**What the exercise asks**
Identify all lines of the data containing the string "water" and copy them.

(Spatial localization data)
= Beginning of Section =
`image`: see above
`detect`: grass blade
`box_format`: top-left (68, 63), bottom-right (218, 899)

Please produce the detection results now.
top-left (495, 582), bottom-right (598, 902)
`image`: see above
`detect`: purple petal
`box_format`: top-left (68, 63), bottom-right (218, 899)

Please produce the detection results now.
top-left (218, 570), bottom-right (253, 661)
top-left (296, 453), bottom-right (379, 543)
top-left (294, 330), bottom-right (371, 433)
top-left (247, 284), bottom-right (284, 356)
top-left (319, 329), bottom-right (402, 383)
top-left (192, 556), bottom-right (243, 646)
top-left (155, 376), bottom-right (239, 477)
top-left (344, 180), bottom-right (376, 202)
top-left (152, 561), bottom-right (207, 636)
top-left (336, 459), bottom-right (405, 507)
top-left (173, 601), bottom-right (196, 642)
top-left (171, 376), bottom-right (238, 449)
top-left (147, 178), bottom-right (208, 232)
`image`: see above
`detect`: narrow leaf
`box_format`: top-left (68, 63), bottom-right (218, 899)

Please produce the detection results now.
= End of Section =
= Beginning of Section =
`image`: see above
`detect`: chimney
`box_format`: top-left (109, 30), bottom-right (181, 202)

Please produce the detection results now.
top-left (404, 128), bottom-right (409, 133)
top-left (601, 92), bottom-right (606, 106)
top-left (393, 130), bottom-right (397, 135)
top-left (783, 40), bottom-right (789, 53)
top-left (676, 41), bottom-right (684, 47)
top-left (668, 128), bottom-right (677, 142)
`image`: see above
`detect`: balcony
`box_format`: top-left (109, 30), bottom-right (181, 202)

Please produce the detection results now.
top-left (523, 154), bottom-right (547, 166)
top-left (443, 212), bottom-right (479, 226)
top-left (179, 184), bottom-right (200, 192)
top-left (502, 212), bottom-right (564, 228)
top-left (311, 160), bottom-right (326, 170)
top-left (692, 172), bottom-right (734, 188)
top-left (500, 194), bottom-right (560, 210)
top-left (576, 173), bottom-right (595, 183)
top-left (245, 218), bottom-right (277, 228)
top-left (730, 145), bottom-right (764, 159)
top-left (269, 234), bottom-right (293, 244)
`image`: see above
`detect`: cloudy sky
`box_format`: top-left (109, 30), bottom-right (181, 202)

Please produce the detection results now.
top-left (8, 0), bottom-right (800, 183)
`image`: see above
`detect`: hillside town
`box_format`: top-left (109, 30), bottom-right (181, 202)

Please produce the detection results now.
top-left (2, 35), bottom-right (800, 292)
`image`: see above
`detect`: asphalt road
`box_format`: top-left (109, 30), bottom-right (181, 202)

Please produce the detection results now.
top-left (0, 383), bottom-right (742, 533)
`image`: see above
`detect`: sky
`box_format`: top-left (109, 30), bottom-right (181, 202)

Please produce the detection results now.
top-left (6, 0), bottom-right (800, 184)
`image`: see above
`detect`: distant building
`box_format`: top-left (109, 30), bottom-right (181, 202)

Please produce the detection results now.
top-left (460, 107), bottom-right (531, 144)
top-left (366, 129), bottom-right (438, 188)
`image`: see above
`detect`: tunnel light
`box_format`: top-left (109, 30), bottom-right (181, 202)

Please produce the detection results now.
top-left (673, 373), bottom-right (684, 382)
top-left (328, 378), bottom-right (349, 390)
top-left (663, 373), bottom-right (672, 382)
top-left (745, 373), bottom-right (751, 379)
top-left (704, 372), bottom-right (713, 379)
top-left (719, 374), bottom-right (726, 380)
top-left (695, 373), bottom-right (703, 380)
= End of Section =
= Beginning of Section =
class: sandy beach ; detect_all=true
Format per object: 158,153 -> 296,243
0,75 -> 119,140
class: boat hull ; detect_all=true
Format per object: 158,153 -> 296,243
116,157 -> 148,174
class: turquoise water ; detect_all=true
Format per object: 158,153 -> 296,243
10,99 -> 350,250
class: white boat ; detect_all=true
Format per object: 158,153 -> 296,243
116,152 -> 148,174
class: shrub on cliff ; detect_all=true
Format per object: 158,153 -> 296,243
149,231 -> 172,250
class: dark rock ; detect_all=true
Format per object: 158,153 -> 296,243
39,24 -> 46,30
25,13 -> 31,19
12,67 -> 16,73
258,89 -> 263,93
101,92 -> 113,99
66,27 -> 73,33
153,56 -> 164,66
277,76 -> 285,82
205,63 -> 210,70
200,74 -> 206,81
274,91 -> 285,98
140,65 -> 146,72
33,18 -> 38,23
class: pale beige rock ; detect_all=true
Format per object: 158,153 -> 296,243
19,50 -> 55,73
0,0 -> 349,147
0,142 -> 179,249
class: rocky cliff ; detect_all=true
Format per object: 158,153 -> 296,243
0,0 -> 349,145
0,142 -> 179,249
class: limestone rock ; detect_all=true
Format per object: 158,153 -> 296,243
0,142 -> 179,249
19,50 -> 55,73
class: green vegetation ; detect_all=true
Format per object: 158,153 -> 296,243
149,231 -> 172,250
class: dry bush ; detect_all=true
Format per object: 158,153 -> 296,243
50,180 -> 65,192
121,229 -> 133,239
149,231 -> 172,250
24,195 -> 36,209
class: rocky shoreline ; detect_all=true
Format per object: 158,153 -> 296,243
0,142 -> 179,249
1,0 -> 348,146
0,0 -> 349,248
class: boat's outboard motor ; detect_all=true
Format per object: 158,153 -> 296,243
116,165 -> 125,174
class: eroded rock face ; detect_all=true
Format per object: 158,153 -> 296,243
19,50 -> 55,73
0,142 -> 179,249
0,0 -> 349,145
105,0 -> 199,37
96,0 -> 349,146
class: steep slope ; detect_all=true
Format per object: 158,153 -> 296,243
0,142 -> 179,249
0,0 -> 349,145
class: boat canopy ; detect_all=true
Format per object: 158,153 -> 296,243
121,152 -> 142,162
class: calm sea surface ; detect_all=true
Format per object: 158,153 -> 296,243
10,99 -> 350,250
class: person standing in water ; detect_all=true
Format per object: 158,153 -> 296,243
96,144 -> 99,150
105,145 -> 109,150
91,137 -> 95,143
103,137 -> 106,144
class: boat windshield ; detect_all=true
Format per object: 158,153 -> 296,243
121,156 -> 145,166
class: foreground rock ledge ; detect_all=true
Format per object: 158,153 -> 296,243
= End of Section =
**Output**
class: turquoise water ; detect_all=true
class: person standing in water ; detect_all=true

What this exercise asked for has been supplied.